## What you have to do
Arrange the lines below, from the line containing "of the kverneland" through the line containing "column 887, row 348", both ends included, as a numbered list with any blank lines omitted.

______________________________

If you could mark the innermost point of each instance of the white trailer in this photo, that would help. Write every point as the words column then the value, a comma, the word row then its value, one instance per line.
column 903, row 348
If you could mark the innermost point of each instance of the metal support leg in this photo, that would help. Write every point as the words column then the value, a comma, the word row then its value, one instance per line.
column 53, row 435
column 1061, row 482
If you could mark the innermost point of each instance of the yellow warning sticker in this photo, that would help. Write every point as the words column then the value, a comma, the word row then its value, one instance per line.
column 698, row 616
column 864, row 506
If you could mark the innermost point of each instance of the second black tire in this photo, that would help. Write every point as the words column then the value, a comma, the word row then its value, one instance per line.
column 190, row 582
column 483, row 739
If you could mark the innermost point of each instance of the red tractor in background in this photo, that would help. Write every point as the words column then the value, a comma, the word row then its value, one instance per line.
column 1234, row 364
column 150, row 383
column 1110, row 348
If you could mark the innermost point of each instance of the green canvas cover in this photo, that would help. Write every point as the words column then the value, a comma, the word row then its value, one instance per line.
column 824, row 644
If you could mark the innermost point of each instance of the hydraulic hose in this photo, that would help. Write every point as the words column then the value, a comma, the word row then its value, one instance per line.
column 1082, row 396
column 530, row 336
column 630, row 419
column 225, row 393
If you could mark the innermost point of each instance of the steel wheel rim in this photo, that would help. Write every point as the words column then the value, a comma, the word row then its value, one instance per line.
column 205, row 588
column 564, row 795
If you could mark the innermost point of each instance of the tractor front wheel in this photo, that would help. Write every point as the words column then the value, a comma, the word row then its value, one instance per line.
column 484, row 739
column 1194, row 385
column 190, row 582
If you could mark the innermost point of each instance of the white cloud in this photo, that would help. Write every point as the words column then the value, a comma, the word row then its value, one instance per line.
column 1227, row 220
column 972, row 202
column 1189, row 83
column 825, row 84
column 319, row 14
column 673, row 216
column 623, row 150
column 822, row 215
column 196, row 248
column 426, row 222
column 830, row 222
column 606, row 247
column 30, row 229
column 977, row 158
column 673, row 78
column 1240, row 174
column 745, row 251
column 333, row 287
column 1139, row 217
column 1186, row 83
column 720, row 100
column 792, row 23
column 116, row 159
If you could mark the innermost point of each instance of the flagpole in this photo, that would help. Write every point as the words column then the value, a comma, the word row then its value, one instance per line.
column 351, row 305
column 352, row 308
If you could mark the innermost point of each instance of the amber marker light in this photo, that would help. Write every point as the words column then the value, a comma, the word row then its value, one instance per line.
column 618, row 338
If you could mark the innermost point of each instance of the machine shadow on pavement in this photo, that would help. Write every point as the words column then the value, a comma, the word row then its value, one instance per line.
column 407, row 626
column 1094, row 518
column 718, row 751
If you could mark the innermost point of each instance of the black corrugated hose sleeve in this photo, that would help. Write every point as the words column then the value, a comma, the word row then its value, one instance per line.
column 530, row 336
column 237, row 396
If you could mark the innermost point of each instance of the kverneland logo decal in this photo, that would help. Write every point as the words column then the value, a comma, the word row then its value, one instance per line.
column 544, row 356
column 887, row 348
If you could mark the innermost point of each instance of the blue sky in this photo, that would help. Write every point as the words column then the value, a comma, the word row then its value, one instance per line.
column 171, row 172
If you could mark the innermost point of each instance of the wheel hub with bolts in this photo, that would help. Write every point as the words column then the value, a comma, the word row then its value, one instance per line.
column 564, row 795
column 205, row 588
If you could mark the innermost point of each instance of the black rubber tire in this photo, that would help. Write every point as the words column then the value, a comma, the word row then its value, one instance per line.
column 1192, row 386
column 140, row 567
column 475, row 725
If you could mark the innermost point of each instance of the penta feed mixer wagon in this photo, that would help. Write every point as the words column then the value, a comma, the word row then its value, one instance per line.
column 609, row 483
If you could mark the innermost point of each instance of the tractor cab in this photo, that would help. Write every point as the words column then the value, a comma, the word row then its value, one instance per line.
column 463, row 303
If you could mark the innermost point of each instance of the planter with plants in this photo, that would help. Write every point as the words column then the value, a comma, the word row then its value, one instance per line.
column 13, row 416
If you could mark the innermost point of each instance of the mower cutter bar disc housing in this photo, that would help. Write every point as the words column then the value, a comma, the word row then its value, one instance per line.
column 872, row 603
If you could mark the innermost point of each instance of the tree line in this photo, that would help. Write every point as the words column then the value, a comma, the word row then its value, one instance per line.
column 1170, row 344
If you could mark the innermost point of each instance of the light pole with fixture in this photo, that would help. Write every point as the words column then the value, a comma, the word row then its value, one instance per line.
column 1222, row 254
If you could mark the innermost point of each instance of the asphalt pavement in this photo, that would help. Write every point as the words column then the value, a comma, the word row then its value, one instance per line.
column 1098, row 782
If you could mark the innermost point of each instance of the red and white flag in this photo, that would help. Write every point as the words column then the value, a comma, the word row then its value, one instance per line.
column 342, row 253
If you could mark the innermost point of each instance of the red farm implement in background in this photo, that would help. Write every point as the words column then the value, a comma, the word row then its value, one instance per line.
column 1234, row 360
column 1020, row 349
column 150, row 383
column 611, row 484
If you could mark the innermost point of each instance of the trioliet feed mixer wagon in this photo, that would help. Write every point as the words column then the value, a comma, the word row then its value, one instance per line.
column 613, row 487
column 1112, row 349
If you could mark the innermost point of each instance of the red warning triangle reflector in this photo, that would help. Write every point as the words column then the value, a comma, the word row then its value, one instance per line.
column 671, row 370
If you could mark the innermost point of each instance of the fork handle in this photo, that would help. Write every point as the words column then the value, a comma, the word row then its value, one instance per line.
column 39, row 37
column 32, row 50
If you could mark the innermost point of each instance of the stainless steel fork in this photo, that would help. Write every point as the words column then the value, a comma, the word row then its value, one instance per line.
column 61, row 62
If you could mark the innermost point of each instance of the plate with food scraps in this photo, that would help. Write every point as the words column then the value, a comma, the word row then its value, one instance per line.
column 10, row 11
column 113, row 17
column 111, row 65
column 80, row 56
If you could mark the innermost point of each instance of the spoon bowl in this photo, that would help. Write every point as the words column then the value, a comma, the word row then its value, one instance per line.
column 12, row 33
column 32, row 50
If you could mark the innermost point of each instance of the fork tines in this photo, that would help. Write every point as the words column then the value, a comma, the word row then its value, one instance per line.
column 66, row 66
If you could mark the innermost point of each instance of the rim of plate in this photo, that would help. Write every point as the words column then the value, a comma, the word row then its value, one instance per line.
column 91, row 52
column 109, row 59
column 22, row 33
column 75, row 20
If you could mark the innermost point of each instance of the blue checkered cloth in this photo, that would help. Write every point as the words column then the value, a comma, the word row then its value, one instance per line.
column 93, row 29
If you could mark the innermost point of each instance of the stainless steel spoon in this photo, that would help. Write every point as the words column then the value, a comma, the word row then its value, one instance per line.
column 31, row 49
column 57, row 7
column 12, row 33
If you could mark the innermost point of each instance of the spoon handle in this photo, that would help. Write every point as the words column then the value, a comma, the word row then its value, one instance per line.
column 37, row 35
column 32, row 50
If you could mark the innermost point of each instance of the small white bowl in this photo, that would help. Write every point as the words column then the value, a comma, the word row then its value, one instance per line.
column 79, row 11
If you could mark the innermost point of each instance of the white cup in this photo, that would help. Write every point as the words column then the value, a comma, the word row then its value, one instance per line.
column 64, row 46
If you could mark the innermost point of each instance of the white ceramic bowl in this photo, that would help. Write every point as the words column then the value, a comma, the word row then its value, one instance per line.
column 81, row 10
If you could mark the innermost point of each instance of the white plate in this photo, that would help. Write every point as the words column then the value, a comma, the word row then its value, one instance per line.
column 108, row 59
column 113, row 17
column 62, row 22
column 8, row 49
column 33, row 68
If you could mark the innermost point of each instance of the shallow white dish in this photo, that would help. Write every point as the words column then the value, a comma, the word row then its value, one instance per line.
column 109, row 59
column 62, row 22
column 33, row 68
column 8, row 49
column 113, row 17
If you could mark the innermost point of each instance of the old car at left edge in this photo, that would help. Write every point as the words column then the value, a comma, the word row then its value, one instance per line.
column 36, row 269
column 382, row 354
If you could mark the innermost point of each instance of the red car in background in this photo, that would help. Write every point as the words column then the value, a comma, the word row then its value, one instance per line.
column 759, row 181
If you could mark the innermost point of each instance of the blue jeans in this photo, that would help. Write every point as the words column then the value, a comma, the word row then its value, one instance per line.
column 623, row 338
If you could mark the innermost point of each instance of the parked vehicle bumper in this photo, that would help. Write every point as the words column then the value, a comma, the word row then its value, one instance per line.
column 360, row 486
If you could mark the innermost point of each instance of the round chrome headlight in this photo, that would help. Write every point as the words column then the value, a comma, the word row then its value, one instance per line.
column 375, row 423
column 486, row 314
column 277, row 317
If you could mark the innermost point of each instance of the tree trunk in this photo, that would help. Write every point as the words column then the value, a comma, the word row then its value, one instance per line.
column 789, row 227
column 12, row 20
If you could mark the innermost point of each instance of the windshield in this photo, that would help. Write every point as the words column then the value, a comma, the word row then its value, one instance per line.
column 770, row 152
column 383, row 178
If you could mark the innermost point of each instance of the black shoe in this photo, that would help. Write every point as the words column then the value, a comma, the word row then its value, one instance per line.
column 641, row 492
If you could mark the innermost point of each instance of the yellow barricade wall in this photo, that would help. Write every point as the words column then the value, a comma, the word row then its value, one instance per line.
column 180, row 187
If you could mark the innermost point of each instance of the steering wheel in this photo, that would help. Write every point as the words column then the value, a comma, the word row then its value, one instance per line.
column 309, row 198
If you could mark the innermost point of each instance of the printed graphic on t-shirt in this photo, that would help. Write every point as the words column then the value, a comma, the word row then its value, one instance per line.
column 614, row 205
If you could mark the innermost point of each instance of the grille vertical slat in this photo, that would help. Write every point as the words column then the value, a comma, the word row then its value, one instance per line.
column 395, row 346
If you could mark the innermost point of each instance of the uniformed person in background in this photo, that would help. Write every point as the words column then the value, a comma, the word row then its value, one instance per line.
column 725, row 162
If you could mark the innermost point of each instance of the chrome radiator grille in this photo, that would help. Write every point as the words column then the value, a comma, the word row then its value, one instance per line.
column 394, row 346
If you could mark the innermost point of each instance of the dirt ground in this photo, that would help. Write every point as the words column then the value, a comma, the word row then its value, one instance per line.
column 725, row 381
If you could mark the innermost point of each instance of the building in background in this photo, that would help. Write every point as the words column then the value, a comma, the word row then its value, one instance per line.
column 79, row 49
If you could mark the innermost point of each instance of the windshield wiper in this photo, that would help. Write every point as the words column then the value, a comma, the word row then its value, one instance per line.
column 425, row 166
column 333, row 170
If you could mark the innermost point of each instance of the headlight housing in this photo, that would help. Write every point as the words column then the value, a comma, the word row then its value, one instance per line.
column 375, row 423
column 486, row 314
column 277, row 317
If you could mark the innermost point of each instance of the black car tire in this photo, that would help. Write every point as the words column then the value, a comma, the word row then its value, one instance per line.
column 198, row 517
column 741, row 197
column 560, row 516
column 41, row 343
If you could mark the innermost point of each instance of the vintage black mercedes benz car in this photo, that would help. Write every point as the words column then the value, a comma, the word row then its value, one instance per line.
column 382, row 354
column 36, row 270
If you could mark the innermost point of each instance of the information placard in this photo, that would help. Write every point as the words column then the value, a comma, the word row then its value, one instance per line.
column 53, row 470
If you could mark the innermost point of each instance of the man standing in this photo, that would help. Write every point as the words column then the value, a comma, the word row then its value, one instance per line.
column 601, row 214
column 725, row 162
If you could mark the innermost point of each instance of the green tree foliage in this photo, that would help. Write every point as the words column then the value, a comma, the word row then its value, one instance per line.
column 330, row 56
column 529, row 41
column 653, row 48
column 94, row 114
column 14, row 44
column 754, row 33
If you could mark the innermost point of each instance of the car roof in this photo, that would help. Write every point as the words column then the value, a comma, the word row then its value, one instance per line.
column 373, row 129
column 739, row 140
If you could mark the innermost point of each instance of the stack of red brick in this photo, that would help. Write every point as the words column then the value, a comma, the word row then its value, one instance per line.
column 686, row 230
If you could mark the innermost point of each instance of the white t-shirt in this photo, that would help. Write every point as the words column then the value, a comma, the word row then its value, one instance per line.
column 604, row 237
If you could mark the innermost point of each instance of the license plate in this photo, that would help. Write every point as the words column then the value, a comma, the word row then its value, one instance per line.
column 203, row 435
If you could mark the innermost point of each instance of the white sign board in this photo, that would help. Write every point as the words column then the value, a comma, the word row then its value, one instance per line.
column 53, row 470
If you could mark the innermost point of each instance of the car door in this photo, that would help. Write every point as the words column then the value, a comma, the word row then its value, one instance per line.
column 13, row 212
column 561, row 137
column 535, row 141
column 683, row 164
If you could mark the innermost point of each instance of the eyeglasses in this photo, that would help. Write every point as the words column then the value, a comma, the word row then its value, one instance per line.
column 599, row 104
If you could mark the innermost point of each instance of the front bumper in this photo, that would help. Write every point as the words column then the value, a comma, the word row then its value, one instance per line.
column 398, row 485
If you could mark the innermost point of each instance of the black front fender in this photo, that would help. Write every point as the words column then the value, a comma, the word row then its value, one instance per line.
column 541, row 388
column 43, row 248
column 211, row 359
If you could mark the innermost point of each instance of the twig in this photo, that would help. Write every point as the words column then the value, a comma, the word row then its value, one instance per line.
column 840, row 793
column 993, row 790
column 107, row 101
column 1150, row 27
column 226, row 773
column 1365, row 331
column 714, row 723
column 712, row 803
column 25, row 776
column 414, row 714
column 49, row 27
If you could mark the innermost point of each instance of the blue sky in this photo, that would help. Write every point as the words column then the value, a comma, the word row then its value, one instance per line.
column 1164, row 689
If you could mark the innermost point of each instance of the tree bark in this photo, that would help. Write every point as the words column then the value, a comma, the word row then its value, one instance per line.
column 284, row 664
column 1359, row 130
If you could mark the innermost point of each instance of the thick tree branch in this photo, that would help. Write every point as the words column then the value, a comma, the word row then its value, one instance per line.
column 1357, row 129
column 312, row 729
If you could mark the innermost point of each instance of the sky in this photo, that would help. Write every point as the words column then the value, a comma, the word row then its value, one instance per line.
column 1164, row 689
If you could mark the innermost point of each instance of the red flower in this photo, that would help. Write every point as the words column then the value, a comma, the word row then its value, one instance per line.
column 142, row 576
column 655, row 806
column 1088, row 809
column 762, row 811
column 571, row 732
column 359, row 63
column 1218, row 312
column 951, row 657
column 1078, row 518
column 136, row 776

______________________________

## Exercise result
1. If you could mark the innermost point of each instance of the kverneland logo decal in this photo, that would help. Write every point as the words column then the value, a comma, the word row then its value, one instance per line.
2. column 544, row 356
3. column 887, row 348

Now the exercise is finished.